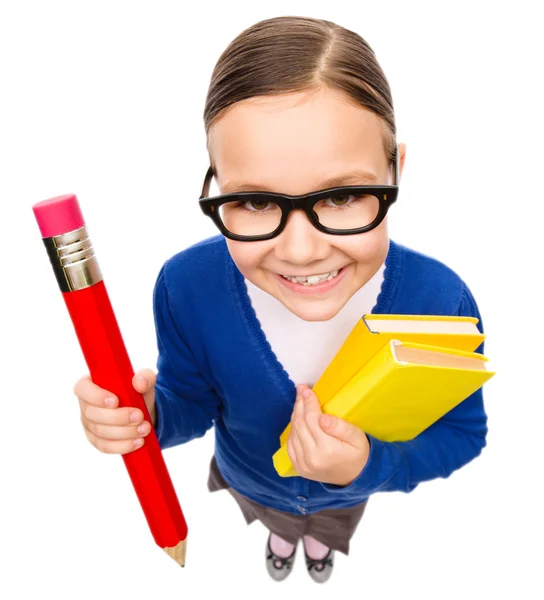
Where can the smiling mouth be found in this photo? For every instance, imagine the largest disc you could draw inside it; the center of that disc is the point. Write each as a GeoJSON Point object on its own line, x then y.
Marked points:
{"type": "Point", "coordinates": [313, 279]}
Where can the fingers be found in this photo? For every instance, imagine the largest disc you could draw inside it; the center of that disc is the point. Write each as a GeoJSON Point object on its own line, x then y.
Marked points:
{"type": "Point", "coordinates": [114, 446]}
{"type": "Point", "coordinates": [109, 427]}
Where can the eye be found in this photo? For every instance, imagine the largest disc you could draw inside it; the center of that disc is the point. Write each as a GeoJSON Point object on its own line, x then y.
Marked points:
{"type": "Point", "coordinates": [341, 200]}
{"type": "Point", "coordinates": [258, 205]}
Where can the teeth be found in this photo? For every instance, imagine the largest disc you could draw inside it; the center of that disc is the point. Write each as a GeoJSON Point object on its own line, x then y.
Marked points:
{"type": "Point", "coordinates": [312, 279]}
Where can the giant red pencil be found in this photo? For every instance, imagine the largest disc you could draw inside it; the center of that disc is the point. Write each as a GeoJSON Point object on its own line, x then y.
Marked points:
{"type": "Point", "coordinates": [76, 268]}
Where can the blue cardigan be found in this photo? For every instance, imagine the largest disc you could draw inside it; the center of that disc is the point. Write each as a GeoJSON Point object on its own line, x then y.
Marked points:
{"type": "Point", "coordinates": [216, 368]}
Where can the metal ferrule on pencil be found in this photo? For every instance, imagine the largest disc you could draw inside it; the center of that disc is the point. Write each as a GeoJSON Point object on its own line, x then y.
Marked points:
{"type": "Point", "coordinates": [73, 260]}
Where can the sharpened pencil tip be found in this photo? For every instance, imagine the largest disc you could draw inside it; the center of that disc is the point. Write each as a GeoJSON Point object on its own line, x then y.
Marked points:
{"type": "Point", "coordinates": [178, 552]}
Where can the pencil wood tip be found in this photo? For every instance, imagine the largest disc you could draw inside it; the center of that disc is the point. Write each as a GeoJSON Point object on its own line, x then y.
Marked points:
{"type": "Point", "coordinates": [178, 552]}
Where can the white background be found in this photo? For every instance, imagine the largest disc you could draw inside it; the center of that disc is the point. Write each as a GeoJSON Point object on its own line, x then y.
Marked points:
{"type": "Point", "coordinates": [105, 100]}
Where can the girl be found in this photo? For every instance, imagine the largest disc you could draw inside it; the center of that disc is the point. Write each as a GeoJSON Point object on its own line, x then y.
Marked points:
{"type": "Point", "coordinates": [301, 139]}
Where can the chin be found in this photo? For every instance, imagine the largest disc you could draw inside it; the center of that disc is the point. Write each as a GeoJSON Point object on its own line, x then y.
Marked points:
{"type": "Point", "coordinates": [315, 313]}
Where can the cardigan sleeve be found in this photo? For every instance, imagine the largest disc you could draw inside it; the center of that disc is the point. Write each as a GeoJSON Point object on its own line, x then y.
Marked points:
{"type": "Point", "coordinates": [451, 442]}
{"type": "Point", "coordinates": [186, 404]}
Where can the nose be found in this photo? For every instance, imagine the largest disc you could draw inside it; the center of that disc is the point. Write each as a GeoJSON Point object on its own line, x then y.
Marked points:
{"type": "Point", "coordinates": [300, 243]}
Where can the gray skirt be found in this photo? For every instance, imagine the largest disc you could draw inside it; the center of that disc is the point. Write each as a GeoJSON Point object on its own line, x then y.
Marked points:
{"type": "Point", "coordinates": [332, 527]}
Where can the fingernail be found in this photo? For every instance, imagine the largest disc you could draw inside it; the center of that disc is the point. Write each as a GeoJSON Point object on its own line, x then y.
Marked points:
{"type": "Point", "coordinates": [143, 380]}
{"type": "Point", "coordinates": [327, 420]}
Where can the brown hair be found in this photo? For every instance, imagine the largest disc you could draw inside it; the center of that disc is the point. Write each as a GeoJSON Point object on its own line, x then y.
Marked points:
{"type": "Point", "coordinates": [295, 54]}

### WHAT YOU WILL DO
Pictures are excluded; repeat every record exactly.

### EXERCISE RESPONSE
Where can the smiling mouth be found in this photo? For every instance, imagine the largest disc you could draw inside it; the center of that disc is the point. Write each as a GeoJSON Point object on its own line, x then y.
Marked points:
{"type": "Point", "coordinates": [313, 279]}
Where can the fingers be found in this photo? For every instance, imagine the largest disc you could draw inside it; the center of that disc is the point. Write each as a GeoJSON Point object on its own line, x then y.
Marked points:
{"type": "Point", "coordinates": [114, 446]}
{"type": "Point", "coordinates": [109, 427]}
Where can the eye be found in this photo? For every instance, imagine the largest disc you could draw inside it; the center of that disc is the point. Write each as a GeoJSON Point object on its own line, x then y.
Marked points:
{"type": "Point", "coordinates": [341, 200]}
{"type": "Point", "coordinates": [258, 205]}
Where can the teeth be found in this photo? For every instance, imagine the largest disc you could draw inside it; the center of that disc is the point. Write each as a GeoJSON Point object on its own line, x then y.
Marked points:
{"type": "Point", "coordinates": [312, 279]}
Where can the giant red pencil be found in this photo? For every instance, imagine the largest disc you could draw inside it; the center of that disc is the point. Write each as a GeoJSON Point object on its own line, x then y.
Marked points:
{"type": "Point", "coordinates": [76, 268]}
Where can the blue cardigan be found in this photo? For every instance, imagine the largest disc you could draw inside it; the center of that disc is the point. Write each as a GeoJSON Point object on its own line, x then y.
Marked points:
{"type": "Point", "coordinates": [216, 368]}
Where can the metal ferrule on pencil be found in this photo? For every instance, imagine the largest disc you could draw inside it; the center of that disc is the point. Write each as a GeoJSON Point object on its own line, x then y.
Marked points:
{"type": "Point", "coordinates": [73, 260]}
Where can the sharpened pencil tip be found in this photo? For every instance, imagine the largest disc you could draw inside it; the center of that disc is the point. Write each as a GeoJSON Point object on its own line, x then y.
Marked points:
{"type": "Point", "coordinates": [178, 552]}
Where can the pencil wood tip be found in this photo? For every instance, imagine the largest disc you could draw inside it; the center of that disc is the point. Write each as a GeoJSON Point object on its own line, x then y.
Marked points:
{"type": "Point", "coordinates": [178, 552]}
Where can the white background be found in this photo? For every instance, imagine the largest disc you could draw inside it; the center of that disc is the point. Write each as a GeoJSON Point object on its own line, x then y.
Marked points:
{"type": "Point", "coordinates": [105, 100]}
Where can the girl be found in this photo? For every instance, imagine the largest disc you could draw inside it; the center of that disc is the point. Write each as a GeoJSON Point object on its own line, x then y.
Marked points:
{"type": "Point", "coordinates": [301, 139]}
Where can the chin be found in this photo? For every instance, imagine the largest disc you could draw inside it; the center of that disc is the point. Write each as a GeoJSON Point object on its own line, x then y.
Marked points:
{"type": "Point", "coordinates": [315, 313]}
Where can the cardigan sleeve be found in this photo? For every instance, imagine the largest disc you could draw inside it; the center of that disc is the point. Write each as a GeoJSON Point object on its own line, x then y.
Marked points:
{"type": "Point", "coordinates": [451, 442]}
{"type": "Point", "coordinates": [186, 404]}
Where can the nose be found in this photo? For every instance, imagine the largest disc you could draw inside it; the center of that disc is the point. Write each as a GeoJSON Point object on its own line, x then y.
Marked points:
{"type": "Point", "coordinates": [300, 243]}
Where can the gray skirt be found in this photo? For every instance, imagine the largest disc you could draw inside it; the center of that disc is the point. Write each as a GeoJSON Point object on its own line, x then y.
Marked points:
{"type": "Point", "coordinates": [332, 527]}
Where can the fingernail be found in this photo? For every instance, imagine the largest disc you could draw inside it; the center of that disc is the point. Write each as a GeoJSON Point object on its own line, x then y.
Marked points:
{"type": "Point", "coordinates": [143, 380]}
{"type": "Point", "coordinates": [327, 420]}
Where can the brown hair be found in this photo? For every instance, imagine the largest disc you could draw inside it; the center of that disc is the point. Write each as a GeoJSON Point object on its own line, x then y.
Marked points:
{"type": "Point", "coordinates": [295, 54]}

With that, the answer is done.